----- Data in this exercise -----

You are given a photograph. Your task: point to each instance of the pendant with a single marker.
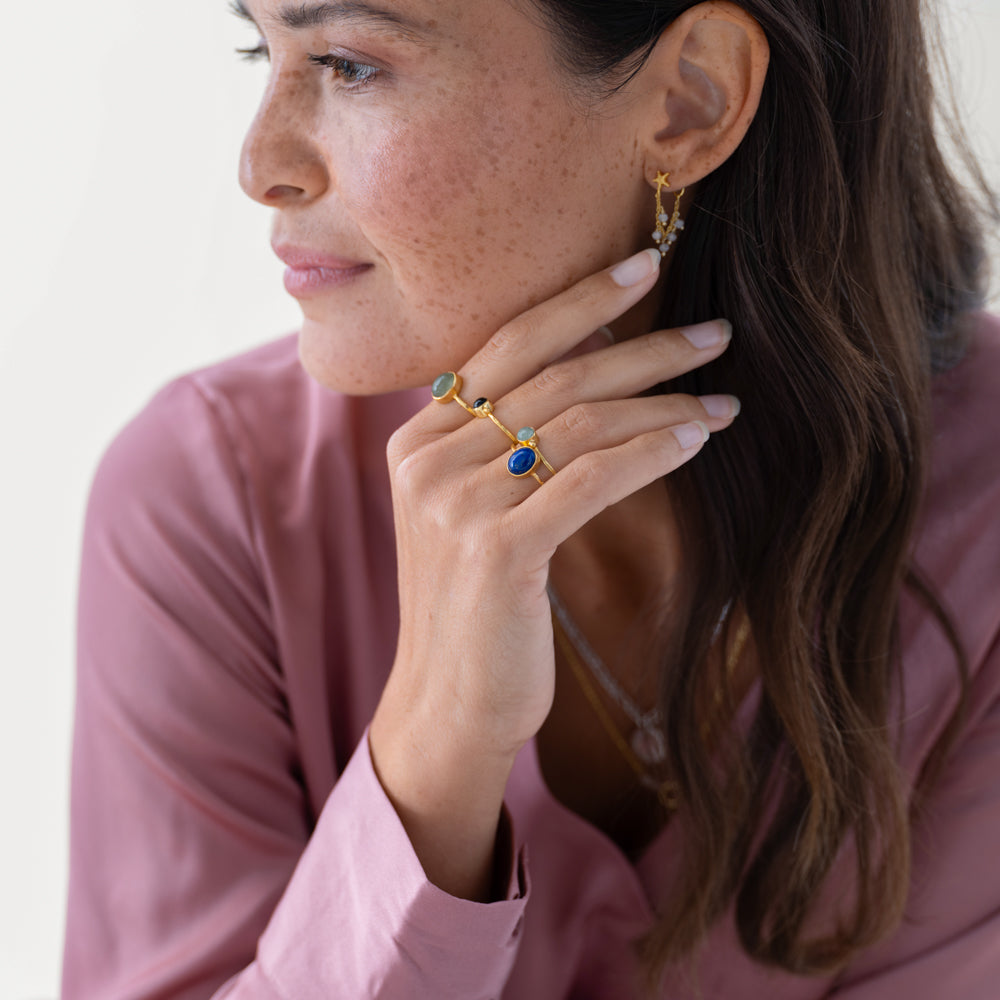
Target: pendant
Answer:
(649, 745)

-----
----- Data in this exercise -----

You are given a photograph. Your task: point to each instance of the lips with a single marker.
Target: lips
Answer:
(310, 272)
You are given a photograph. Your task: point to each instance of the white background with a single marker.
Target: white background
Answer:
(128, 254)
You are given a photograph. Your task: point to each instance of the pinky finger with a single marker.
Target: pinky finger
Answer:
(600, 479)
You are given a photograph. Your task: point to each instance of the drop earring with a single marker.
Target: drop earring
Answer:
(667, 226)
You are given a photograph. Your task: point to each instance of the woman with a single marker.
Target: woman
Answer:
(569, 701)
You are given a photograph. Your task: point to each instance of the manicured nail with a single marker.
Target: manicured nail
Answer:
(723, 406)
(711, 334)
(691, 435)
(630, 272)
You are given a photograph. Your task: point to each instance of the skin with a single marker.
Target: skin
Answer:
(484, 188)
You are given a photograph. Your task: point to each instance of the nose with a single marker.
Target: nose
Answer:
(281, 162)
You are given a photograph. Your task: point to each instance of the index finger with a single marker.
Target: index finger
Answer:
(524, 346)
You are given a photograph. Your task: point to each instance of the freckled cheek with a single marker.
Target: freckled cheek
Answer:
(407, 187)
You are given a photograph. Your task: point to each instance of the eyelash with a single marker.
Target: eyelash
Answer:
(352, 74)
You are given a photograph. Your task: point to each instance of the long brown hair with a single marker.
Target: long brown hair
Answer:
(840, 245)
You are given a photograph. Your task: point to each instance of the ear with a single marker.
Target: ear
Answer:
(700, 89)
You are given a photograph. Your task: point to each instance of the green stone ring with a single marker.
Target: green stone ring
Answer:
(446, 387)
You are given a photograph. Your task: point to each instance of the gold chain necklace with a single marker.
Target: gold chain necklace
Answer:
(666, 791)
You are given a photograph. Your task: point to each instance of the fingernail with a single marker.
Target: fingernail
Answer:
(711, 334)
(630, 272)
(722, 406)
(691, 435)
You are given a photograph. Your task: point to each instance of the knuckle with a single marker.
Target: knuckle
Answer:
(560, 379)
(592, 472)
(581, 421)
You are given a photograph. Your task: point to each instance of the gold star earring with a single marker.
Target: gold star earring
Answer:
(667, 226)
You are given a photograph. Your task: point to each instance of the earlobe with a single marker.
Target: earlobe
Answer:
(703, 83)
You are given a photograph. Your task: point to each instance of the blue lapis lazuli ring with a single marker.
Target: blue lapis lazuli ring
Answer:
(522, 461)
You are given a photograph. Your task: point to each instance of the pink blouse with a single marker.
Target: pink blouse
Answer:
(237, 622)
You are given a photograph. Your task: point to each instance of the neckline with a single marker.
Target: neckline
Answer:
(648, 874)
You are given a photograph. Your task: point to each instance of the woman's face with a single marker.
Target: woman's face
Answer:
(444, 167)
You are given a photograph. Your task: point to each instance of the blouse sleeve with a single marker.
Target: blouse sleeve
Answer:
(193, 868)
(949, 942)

-----

Task requirements -
Copy each line in the listing where "cheek" appears.

Answer section -
You are given a photograph. Your task: point to each instance of the freckled cheek with a single marker.
Target: freckled cheek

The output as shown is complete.